WHAT THIS TASK INVOLVES: List every line in the records below that contains the string "metal". Matching is case-sensitive.

** start of WORKING DATA **

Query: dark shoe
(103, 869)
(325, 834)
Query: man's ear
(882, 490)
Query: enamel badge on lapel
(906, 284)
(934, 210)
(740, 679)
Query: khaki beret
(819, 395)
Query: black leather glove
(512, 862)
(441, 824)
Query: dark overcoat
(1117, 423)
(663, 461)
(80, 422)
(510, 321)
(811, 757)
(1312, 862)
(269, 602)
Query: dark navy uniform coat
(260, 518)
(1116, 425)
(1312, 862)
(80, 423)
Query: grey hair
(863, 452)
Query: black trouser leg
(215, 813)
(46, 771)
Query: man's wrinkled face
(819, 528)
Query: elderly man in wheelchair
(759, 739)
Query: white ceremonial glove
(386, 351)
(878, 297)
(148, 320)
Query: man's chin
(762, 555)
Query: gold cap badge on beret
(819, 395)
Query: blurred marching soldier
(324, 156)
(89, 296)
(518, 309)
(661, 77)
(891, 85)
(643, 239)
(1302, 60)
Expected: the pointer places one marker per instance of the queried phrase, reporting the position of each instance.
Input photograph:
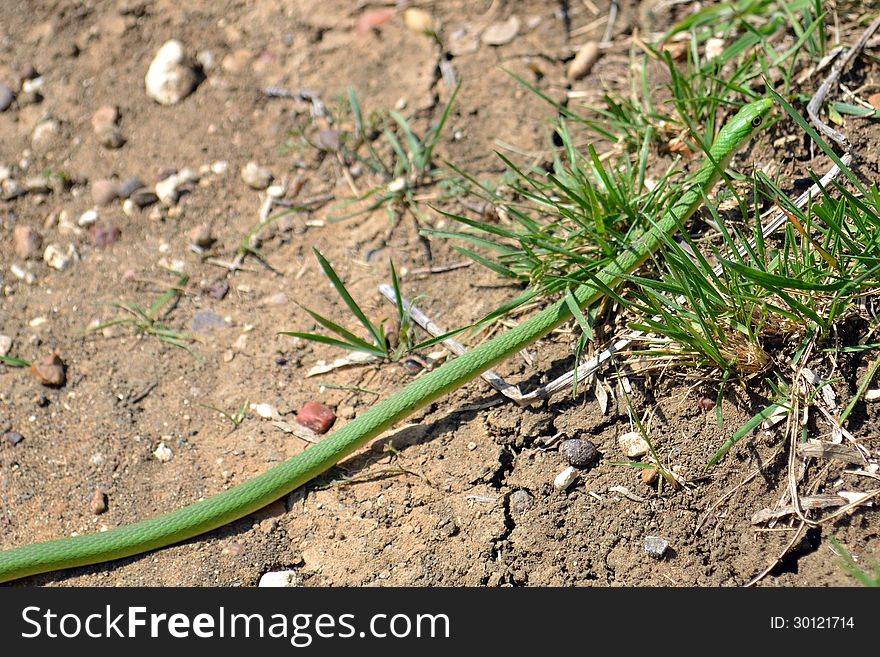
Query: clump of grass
(402, 160)
(236, 416)
(149, 321)
(387, 341)
(849, 564)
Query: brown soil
(437, 509)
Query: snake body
(237, 502)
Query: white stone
(56, 258)
(264, 410)
(170, 77)
(279, 579)
(163, 453)
(633, 445)
(565, 478)
(168, 190)
(87, 218)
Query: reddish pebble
(98, 503)
(706, 404)
(316, 417)
(50, 371)
(370, 20)
(104, 235)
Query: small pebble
(28, 243)
(577, 452)
(327, 140)
(499, 34)
(205, 320)
(104, 117)
(279, 579)
(6, 97)
(565, 478)
(372, 19)
(98, 503)
(633, 445)
(50, 371)
(87, 218)
(201, 236)
(218, 289)
(168, 190)
(316, 416)
(13, 437)
(104, 192)
(129, 186)
(265, 411)
(520, 501)
(163, 453)
(656, 546)
(170, 77)
(419, 21)
(56, 258)
(583, 62)
(255, 176)
(143, 197)
(103, 236)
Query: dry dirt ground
(437, 509)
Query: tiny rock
(56, 258)
(28, 243)
(565, 478)
(205, 320)
(316, 416)
(255, 176)
(163, 453)
(279, 579)
(201, 236)
(168, 190)
(577, 452)
(499, 34)
(650, 476)
(633, 445)
(6, 97)
(104, 191)
(714, 48)
(419, 21)
(87, 218)
(129, 186)
(103, 236)
(98, 503)
(218, 289)
(655, 546)
(13, 437)
(50, 371)
(583, 62)
(265, 411)
(170, 77)
(143, 197)
(520, 501)
(104, 117)
(110, 137)
(372, 19)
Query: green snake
(237, 502)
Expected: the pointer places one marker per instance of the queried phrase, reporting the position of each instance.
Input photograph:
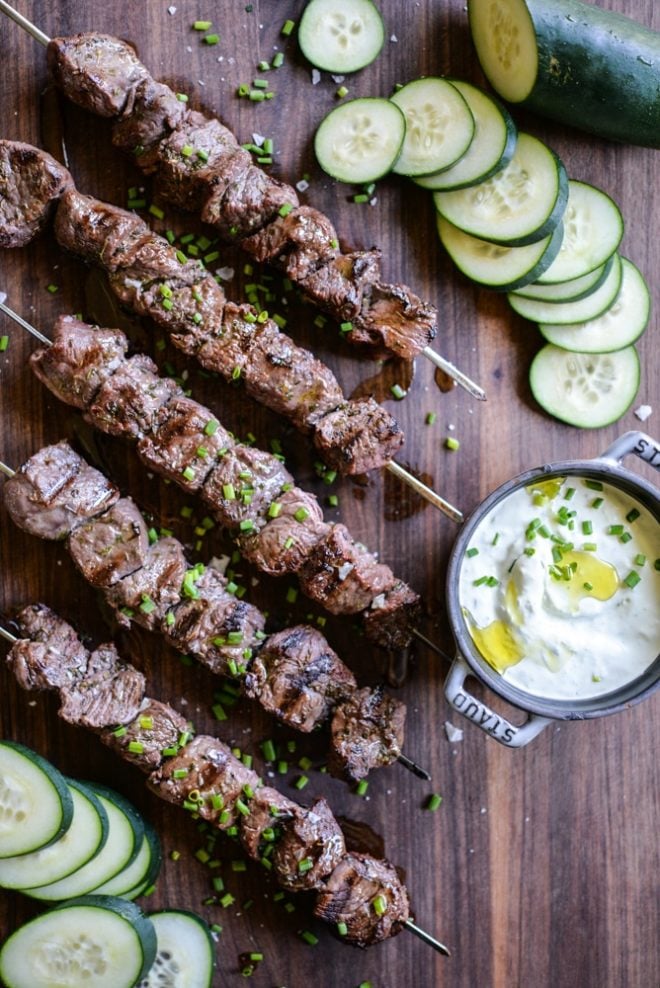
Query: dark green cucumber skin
(598, 71)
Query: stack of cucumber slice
(61, 838)
(86, 847)
(511, 220)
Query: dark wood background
(540, 867)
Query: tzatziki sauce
(560, 588)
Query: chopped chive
(379, 905)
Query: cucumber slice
(618, 327)
(141, 874)
(125, 834)
(565, 313)
(341, 35)
(492, 147)
(519, 205)
(493, 265)
(94, 940)
(359, 141)
(439, 126)
(186, 951)
(582, 389)
(593, 230)
(36, 805)
(569, 291)
(84, 838)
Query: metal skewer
(409, 925)
(461, 379)
(420, 488)
(407, 763)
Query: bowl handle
(498, 727)
(634, 442)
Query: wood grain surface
(541, 865)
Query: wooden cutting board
(540, 867)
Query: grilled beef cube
(112, 546)
(367, 732)
(259, 826)
(155, 728)
(285, 542)
(50, 655)
(246, 203)
(342, 575)
(195, 159)
(310, 848)
(30, 180)
(243, 484)
(94, 230)
(226, 347)
(181, 445)
(96, 71)
(55, 491)
(79, 360)
(128, 403)
(214, 625)
(206, 770)
(154, 113)
(183, 298)
(340, 285)
(148, 594)
(395, 321)
(290, 380)
(109, 694)
(392, 617)
(297, 677)
(297, 242)
(349, 895)
(358, 436)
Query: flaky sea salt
(454, 734)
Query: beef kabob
(200, 166)
(302, 847)
(277, 526)
(239, 342)
(293, 674)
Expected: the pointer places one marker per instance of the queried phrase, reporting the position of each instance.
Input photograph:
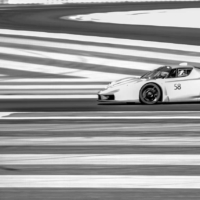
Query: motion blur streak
(60, 143)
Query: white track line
(42, 87)
(81, 59)
(96, 127)
(101, 40)
(86, 117)
(99, 49)
(182, 17)
(99, 181)
(75, 96)
(100, 159)
(50, 80)
(102, 141)
(50, 69)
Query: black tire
(150, 94)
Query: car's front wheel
(150, 94)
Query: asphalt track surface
(46, 19)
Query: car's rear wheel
(150, 94)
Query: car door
(179, 87)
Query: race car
(174, 83)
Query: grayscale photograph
(99, 99)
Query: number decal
(177, 86)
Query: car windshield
(162, 72)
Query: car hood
(125, 80)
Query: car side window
(172, 74)
(180, 72)
(183, 72)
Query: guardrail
(78, 1)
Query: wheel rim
(150, 94)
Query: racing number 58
(177, 86)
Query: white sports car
(165, 84)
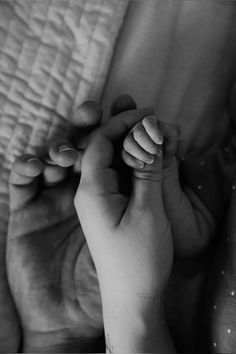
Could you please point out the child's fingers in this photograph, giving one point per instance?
(151, 126)
(132, 161)
(171, 135)
(53, 174)
(63, 154)
(132, 147)
(143, 139)
(24, 180)
(122, 103)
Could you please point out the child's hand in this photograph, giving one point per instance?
(129, 238)
(190, 220)
(143, 144)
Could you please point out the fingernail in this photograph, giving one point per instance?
(63, 148)
(32, 159)
(140, 164)
(151, 160)
(160, 140)
(159, 152)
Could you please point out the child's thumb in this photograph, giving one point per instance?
(147, 182)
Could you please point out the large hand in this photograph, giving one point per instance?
(129, 236)
(50, 271)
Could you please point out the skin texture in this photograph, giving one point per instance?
(130, 242)
(51, 274)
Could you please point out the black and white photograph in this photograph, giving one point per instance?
(117, 176)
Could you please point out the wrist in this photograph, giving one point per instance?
(136, 326)
(54, 343)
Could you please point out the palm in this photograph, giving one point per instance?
(50, 270)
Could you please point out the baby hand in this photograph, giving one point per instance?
(142, 146)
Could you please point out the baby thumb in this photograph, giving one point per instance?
(147, 182)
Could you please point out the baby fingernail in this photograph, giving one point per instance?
(140, 164)
(160, 140)
(151, 160)
(63, 148)
(31, 159)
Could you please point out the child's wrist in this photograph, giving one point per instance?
(136, 326)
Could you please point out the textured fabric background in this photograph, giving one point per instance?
(53, 55)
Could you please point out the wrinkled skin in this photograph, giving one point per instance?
(51, 274)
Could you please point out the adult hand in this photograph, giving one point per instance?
(51, 274)
(129, 236)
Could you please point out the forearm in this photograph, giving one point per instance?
(136, 327)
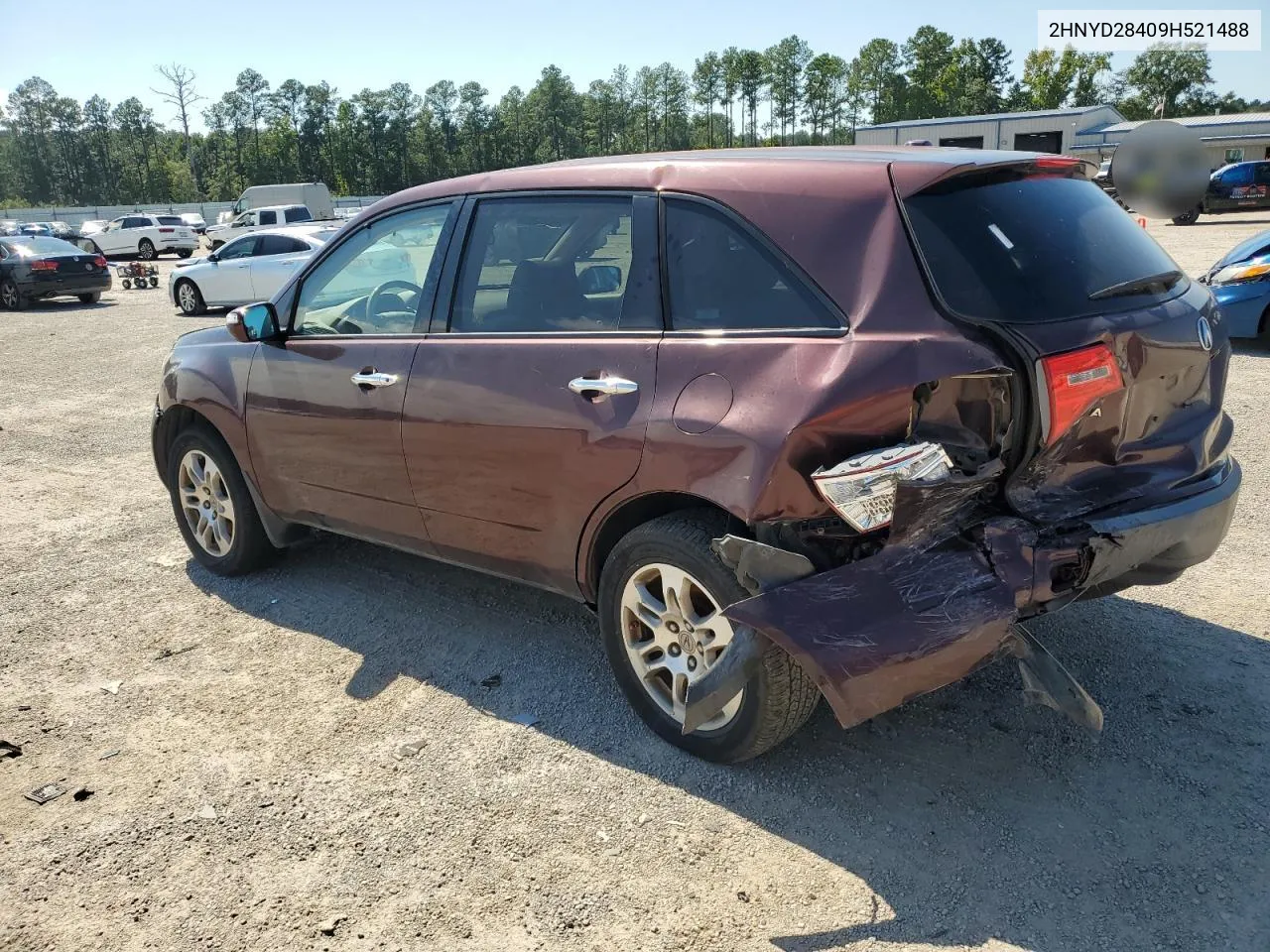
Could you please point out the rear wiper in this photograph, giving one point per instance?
(1139, 286)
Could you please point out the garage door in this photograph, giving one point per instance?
(964, 143)
(1039, 143)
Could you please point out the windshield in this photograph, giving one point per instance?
(36, 245)
(1026, 249)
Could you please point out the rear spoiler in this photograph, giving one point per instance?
(911, 178)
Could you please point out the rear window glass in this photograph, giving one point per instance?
(1034, 249)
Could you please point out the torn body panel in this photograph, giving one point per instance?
(943, 595)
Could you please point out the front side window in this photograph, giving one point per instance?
(721, 278)
(1237, 176)
(545, 264)
(243, 248)
(377, 280)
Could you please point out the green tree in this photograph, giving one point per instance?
(1169, 71)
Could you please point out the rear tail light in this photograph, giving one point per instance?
(1075, 382)
(862, 489)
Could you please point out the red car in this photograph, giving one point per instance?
(797, 421)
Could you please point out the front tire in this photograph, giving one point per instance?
(636, 616)
(12, 298)
(189, 298)
(213, 508)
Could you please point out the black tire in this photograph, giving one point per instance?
(197, 304)
(250, 547)
(778, 699)
(1188, 217)
(10, 298)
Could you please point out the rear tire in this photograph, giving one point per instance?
(775, 702)
(216, 515)
(190, 298)
(1188, 217)
(12, 298)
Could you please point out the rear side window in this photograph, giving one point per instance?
(545, 264)
(1024, 250)
(278, 245)
(721, 278)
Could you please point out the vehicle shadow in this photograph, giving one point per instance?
(969, 816)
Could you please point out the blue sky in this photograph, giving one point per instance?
(112, 48)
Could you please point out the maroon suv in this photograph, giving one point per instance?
(797, 421)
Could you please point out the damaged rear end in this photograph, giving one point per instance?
(1096, 457)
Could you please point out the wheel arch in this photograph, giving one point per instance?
(626, 516)
(180, 417)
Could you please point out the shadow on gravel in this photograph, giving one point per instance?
(970, 816)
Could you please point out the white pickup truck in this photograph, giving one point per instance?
(255, 218)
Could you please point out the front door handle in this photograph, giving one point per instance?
(602, 386)
(372, 379)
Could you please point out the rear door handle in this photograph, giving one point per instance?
(606, 386)
(372, 379)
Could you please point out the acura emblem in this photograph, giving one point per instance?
(1206, 334)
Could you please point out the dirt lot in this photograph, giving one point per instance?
(261, 797)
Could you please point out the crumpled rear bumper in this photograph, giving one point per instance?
(939, 599)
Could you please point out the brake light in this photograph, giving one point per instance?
(1075, 381)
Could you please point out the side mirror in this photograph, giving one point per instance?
(599, 280)
(253, 322)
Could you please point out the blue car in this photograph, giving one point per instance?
(1241, 285)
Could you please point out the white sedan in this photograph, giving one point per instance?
(249, 268)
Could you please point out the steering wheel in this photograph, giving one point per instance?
(371, 308)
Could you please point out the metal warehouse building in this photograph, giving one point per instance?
(1043, 131)
(1238, 137)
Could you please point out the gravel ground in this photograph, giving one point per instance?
(308, 758)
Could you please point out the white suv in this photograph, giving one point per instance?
(148, 236)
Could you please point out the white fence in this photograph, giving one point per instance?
(208, 209)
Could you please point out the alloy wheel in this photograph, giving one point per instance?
(189, 298)
(674, 631)
(206, 503)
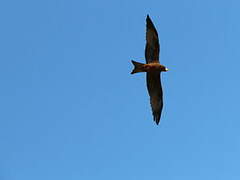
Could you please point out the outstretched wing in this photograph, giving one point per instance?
(152, 48)
(156, 95)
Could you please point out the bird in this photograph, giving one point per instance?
(153, 70)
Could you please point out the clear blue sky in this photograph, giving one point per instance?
(71, 110)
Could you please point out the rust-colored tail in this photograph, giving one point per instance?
(138, 67)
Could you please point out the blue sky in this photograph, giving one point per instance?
(71, 110)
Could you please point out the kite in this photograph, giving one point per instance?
(153, 68)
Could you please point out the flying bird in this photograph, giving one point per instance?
(153, 68)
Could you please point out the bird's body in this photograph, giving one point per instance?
(153, 70)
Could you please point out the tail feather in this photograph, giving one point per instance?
(138, 67)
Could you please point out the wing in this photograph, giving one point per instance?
(156, 95)
(152, 48)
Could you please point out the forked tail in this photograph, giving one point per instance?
(138, 67)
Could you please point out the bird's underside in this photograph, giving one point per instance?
(153, 70)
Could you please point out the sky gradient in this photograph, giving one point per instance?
(71, 110)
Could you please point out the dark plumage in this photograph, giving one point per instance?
(153, 68)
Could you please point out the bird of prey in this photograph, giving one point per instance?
(153, 68)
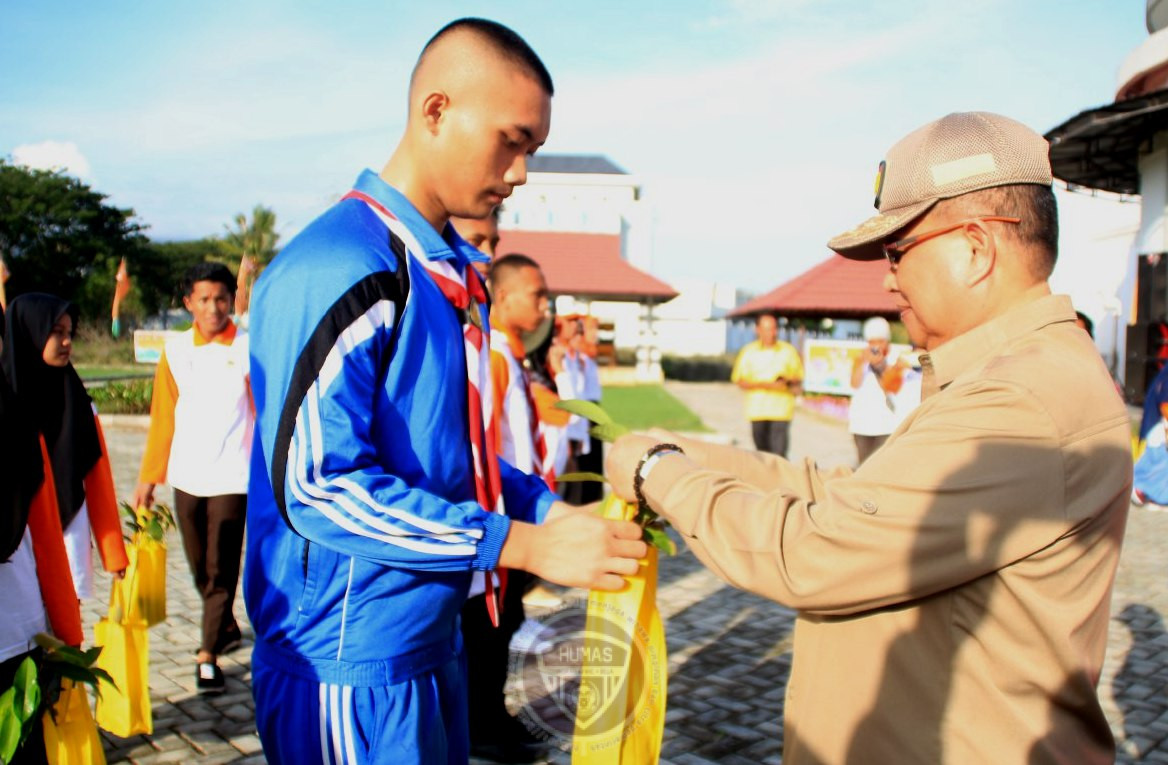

** end of WORKING DATA **

ANSWER TO THE PROBLEM:
Query: metal skewer
Could you please point out the metal warehouse building in this photograph, giving one point per instance?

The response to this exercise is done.